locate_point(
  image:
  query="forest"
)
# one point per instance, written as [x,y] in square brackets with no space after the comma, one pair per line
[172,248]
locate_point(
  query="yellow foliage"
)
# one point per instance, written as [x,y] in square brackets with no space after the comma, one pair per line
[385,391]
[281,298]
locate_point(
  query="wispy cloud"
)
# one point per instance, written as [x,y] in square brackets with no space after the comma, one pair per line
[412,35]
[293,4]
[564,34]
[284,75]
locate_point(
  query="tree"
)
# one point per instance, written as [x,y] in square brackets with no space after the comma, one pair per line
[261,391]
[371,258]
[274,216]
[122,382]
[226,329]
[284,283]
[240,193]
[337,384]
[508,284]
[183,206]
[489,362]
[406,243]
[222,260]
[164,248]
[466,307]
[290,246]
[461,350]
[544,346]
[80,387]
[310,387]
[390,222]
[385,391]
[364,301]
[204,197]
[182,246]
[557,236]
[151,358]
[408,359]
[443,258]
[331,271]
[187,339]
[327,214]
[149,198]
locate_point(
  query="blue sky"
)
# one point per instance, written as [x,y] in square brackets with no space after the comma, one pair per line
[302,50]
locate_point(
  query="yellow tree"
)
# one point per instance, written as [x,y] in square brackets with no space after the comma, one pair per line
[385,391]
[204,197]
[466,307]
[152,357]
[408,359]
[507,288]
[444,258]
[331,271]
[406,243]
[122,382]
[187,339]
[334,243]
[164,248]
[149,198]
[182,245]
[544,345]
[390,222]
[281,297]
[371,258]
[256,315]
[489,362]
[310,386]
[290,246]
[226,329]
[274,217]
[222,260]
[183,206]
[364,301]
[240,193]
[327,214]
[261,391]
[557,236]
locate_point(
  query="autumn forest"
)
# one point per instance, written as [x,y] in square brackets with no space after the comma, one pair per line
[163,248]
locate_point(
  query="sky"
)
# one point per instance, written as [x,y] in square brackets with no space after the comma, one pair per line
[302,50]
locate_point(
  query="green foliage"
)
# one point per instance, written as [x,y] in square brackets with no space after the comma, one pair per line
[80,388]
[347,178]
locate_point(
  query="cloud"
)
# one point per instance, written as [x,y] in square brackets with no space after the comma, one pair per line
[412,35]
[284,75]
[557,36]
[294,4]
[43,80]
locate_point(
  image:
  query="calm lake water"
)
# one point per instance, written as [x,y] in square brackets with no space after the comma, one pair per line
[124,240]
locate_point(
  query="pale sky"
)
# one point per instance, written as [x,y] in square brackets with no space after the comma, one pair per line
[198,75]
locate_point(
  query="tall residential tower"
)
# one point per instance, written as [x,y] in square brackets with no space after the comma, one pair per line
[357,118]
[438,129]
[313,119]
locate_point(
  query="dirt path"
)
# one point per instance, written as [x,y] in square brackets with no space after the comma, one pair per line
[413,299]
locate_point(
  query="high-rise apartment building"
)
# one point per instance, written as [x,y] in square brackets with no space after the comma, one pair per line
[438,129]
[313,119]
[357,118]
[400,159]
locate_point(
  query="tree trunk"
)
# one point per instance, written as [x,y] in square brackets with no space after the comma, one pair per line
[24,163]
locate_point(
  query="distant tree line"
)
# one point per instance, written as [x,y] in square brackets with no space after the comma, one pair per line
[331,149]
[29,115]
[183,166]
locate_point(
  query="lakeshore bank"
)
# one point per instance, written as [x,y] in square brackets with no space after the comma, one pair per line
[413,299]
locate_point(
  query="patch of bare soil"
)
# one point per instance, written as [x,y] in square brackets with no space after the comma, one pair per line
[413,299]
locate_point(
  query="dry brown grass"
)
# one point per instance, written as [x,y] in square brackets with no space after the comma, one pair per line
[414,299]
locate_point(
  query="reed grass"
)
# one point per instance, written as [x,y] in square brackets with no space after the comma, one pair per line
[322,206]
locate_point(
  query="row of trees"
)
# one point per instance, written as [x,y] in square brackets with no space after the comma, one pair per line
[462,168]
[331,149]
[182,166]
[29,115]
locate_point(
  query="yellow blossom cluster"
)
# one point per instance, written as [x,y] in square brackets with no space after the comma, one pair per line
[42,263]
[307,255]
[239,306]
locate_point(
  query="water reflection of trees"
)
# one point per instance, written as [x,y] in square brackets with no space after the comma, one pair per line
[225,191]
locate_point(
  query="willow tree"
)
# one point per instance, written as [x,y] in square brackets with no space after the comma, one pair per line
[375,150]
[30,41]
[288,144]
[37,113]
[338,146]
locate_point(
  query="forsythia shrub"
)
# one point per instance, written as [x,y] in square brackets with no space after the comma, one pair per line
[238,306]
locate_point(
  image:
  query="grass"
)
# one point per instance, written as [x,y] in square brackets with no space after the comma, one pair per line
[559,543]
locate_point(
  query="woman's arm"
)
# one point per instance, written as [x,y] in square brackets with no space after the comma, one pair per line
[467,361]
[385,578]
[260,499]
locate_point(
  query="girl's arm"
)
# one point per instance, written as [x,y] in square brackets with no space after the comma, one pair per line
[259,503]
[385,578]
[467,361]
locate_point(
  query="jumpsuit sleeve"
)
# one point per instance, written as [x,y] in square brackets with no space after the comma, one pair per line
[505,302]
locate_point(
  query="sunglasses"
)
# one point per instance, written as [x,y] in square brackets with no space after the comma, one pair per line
++++++++
WHAT YOU WILL DO →
How many lines of the records above contain the string "grass"? Reply with the number only.

SOLVED EXERCISE →
3